***** Passage shown
# Comencilda, Secundina i Acabilda (cat->en)



## da_strike

Hi,

This is a title of a tale by Enric Valor, part of the series _Ronadalles Valencianes_ - I have absolutely no idea what it means in English, can someone tell me?

Thank you!

aidan


----------



## Dixie!

Those are female names


----------



## da_strike

ah! 

Thanks!


----------



## brau

Secundina is a name, but I'm pretty sure Comencilda and Acabilda are made up. Besides, as I see it they've got these intended nuances: Comencilda brings to mind "començar" (to begin); Secundina, "segon" (second); and Acabilda, "acabar" (to finish, to end). I haven't read the tale though so I might as well be wrong.

Cheers!


----------



## ernest_

But does "secundina" actually mean anything? Because there's a character from a book whose name is "el rey de las secundinas":



> Entonces conocí a un gran tipo, Juan Placenta, el rey de las secundinas. Se lo montó en la guerra a base de abortones.


----------



## da_strike

*secundinas *


f. pl. biol. Placenta y membranas que envuelven el feto:
las secundinas se expulsan después del parto.


----------



## ernest_

So, only exists in plural. That's why I couldn't find it in the dictionary! Thanks!


----------



## Dixie!

brau said:


> Secundina is a name, but I'm pretty sure Comencilda and Acabilda are made up. Besides, as I see it they've got these intended nuances: Comencilda brings to mind "començar" (to begin); Secundina, "segon" (second); and Acabilda, "acabar" (to finish, to end). I haven't read the tale though so I might as well be wrong.
> 
> Cheers!



I can't believe I missed that!


----------



## llenyador

Secundina es un nom propi de dona. Es el femení de S. Secundí que es celebra el 21 de maig (màrtir en la persecució de Trajà en la Bética). La paraula secundina es també el nom de una de les membranes que embolcallen el fetus.
Penso com Brau que Comencilda i Acabilda siguin dos noms inventats sobre la base de Secundina: Comencilda per dir la primera i Acabilda per dir l'última.


----------



## Dixie!

llenyador said:


> Secundina es un nom propi de dona. Es el femení de S. Secundí que es celebra el 21 de maig (màrtir en la persecució de Trajà en la Bética). La paraula secundina es també el nom de una de les membranes que embolcallen el fetus.



Precisament tinc dos Secundins a la família  Però no sabia això de les secundines! Gràcies gent!


----------
**********
***** Given entries
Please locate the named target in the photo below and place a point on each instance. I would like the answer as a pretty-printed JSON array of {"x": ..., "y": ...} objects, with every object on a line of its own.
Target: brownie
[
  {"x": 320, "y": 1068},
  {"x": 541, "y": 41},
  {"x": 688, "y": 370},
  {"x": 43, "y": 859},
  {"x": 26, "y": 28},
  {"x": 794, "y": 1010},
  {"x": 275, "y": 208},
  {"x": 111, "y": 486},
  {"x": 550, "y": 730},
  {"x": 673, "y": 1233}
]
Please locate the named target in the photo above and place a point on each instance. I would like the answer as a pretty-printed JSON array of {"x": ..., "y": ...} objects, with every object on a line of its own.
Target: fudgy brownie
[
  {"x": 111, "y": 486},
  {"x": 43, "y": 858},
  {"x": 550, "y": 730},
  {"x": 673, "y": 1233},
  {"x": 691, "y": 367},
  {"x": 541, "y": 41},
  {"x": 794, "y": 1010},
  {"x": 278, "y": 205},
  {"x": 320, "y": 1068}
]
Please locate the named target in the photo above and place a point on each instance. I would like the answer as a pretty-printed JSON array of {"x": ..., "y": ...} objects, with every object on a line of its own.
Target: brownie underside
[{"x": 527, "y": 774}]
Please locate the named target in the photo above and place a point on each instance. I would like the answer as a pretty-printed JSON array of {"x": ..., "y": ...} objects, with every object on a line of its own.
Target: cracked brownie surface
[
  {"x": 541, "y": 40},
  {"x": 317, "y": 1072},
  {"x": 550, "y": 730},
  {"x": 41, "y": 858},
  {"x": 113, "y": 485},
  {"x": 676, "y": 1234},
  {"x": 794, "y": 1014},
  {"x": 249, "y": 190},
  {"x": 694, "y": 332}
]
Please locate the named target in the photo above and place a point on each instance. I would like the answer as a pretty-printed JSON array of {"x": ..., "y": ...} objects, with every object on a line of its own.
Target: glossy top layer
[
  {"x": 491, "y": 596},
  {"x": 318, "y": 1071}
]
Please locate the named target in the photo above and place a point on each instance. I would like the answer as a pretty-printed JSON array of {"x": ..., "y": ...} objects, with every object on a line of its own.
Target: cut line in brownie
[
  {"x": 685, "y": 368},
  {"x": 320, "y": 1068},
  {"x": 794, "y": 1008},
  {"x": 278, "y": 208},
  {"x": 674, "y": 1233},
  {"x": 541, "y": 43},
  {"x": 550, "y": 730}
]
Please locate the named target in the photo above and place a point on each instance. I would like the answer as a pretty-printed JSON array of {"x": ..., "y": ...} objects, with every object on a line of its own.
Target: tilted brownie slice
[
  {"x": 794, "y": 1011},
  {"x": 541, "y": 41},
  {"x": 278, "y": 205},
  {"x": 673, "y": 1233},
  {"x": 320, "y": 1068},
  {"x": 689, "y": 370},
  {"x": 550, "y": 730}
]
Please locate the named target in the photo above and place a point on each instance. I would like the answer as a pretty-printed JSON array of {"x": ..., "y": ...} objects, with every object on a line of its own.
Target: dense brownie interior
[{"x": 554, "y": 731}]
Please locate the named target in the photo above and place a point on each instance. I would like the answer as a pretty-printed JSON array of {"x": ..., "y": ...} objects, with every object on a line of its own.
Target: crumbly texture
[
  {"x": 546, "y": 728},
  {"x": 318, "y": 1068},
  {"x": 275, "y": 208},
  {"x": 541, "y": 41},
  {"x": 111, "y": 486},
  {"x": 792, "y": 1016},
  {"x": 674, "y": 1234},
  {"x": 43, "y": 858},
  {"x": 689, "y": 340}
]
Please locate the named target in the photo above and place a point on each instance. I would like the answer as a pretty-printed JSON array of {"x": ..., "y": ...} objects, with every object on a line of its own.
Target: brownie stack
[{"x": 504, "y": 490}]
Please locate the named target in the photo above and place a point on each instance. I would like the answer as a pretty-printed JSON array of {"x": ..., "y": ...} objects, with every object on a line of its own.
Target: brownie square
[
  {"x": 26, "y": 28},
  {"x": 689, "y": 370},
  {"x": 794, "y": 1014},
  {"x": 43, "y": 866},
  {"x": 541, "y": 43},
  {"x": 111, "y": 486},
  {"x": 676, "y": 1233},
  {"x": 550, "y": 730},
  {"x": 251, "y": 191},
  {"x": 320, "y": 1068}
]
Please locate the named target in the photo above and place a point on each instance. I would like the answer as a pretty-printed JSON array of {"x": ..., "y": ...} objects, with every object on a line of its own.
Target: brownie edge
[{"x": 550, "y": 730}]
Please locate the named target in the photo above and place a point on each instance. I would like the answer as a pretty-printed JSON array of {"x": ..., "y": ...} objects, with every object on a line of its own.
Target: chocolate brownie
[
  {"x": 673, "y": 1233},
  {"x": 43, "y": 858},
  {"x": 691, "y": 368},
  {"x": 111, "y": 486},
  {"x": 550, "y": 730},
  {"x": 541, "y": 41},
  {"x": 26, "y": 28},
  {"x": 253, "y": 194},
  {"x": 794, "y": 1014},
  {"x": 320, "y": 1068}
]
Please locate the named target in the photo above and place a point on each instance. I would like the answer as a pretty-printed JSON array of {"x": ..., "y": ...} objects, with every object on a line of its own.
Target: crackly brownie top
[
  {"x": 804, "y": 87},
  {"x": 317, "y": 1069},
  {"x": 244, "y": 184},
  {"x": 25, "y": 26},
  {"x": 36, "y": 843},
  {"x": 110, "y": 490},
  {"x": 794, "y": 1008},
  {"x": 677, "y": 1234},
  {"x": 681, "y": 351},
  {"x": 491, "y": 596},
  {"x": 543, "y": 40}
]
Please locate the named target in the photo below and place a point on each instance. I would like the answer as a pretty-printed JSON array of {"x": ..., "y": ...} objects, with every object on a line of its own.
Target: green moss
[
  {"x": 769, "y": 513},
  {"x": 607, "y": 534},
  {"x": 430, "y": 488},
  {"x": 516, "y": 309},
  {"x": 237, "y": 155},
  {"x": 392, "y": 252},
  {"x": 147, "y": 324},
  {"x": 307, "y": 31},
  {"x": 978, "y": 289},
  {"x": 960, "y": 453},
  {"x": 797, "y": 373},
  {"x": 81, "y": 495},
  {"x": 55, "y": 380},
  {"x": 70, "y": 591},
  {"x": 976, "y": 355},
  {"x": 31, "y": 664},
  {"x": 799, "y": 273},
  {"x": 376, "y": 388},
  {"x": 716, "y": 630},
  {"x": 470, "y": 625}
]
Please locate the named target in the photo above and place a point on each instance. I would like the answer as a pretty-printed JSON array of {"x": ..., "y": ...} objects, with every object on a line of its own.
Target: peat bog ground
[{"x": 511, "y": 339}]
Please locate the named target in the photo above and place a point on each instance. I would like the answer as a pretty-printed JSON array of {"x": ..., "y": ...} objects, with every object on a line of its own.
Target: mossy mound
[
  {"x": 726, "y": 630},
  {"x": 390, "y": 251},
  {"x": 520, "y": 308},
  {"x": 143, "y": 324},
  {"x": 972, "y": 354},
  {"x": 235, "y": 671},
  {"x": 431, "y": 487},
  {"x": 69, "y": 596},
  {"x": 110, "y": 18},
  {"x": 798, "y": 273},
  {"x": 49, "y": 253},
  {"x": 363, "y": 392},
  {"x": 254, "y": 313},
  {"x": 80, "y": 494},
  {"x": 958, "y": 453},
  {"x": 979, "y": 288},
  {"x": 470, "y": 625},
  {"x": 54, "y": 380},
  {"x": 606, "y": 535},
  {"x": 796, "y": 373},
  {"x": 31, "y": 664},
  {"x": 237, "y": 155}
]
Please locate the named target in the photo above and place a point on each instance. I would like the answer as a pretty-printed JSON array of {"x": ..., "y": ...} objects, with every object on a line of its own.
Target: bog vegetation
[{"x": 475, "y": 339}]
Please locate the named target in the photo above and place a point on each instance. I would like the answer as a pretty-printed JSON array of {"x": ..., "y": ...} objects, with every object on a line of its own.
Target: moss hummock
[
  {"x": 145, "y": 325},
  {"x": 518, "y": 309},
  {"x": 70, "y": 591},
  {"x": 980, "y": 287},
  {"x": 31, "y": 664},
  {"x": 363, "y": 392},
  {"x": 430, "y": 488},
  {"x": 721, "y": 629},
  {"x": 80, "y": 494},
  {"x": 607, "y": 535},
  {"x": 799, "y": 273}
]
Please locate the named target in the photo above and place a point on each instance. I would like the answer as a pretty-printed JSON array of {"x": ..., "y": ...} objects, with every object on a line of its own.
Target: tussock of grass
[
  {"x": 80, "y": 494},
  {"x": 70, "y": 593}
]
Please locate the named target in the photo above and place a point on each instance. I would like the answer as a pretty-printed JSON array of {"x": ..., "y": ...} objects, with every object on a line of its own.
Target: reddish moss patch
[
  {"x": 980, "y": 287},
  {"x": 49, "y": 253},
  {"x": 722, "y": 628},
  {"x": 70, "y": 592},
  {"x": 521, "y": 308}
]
**********
To be done – In the forum thread about the Catalan tale title, which Catalan verb does brau say the name Acabilda brings to mind? The records are separate material, unrelated to the forum thread.

Exercise answer – "Acabar," meaning to finish or to end.